TASK REQUIREMENTS:
1) Answer these from the post about the Hobby Lobby decision:
(a) Which federal law's application to the contraceptive mandate did the case concern?
(b) An employer with more than how many full-time employees must offer health insurance or pay a tax penalty under the ACA?
(c) What must a religious non-profit do to opt out of covering contraception?
2) Reproduce the stretch of the Hobby Lobby post from "As a part of" through "to all women.".

— START PAGE TEXT —

This morning the Supreme Court handed down its most anticipated decision of the term.Burwell, Secretary of Health and Human Services, et al. v. Hobby Lobby Stores, et al. dealt with the application of the Religious Freedom Restoration Act (RFRA) to the contraceptive mandate established under regulations promulgated by HHS under the Affordable Care Act (ACA).
The Supreme Court’s decision that closely-held corporations could not be compelled to provide contraceptives to their employees against the corporation’s religious beliefs may have far-reaching impacts on access to birth control, and could open the door for a wide range of corporate claims to religious exemptions. It also deals a symbolic blow to the ACA in the run-up to the contentious mid-term elections. This post summarizes the decision and its context. Watch the O’Neill Institute Blog this week for further analysis of the decision.
Hobby Lobby in Context
The ACA mandates that all employers with more than 50 full-time employees offer health insurance to these workers or pay a tax penalty. As part of this mandate, HHS established rules defining the basic package of services that must be provided as part of employer-provided health insurance. A required element of that package is coverage without any co-pay for all FDA-approved contraceptive devices, including intrauterine devices (IUDs) and emergency contraceptives (e.g. Plan B).
As a part of the regulations, HHS recognized the concern among some religious people, who believe IUDs and emergency contraceptives can prevent a fertilized egg from attaching to the uterus–constituting an abortion. (As an aside, a growing body of scientific evidence calls into question this supposed abortifacient effect). As a result, HHS created an accommodation for religious non-profit entities that allows them to continue to provide health insurance whilst opting out of the requirement to cover contraception. In these cases, they need merely notify HHS which has decided to provide contraceptive coverage to employees of these non-profits, thereby ensuring comprehensive coverage to all women.

— END PAGE TEXT —
— START DATA RECORDS —

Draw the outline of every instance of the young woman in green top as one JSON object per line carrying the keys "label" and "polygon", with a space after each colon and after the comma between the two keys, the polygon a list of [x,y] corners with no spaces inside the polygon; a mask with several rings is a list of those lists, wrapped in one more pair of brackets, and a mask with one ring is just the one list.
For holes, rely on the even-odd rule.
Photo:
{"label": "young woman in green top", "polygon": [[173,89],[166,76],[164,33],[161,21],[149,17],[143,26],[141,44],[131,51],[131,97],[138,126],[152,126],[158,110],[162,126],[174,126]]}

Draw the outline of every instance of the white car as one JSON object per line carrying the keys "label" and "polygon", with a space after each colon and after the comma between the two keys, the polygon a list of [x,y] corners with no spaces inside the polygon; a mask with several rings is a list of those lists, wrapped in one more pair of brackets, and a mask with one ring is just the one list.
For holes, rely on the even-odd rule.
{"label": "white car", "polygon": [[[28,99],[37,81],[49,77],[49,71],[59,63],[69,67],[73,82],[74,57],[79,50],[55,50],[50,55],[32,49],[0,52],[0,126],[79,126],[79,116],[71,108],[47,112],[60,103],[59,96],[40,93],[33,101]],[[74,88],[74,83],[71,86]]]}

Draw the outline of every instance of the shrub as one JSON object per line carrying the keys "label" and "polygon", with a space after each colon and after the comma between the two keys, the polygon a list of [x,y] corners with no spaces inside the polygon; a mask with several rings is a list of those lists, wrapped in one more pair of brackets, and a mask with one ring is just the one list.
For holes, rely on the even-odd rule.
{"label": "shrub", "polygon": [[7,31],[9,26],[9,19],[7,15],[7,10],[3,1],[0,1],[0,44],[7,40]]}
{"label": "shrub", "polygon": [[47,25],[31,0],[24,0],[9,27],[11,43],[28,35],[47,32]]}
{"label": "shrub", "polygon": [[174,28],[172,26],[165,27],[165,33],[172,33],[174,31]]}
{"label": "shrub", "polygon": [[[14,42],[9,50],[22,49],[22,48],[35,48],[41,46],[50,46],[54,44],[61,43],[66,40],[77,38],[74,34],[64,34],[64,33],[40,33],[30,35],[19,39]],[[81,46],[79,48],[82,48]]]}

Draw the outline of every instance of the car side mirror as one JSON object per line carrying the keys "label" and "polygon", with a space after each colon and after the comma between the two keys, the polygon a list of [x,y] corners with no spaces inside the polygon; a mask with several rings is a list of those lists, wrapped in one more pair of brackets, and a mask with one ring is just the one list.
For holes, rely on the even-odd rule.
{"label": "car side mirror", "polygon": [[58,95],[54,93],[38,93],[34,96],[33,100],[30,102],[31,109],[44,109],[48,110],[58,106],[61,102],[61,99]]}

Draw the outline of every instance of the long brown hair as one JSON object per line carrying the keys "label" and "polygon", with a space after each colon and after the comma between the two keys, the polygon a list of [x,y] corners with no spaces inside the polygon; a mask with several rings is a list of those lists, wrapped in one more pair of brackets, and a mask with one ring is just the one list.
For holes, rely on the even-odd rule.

— END DATA RECORDS —

SOLVED TASKS:
1)
(a) The Religious Freedom Restoration Act (RFRA).
(b) 50.
(c) Notify HHS.

2)
As a part of the regulations, HHS recognized the concern among some religious people, who believe IUDs and emergency contraceptives can prevent a fertilized egg from attaching to the uterus–constituting an abortion. (As an aside, a growing body of scientific evidence calls into question this supposed abortifacient effect). As a result, HHS created an accommodation for religious non-profit entities that allows them to continue to provide health insurance whilst opting out of the requirement to cover contraception. In these cases, they need merely notify HHS which has decided to provide contraceptive coverage to employees of these non-profits, thereby ensuring comprehensive coverage to all women.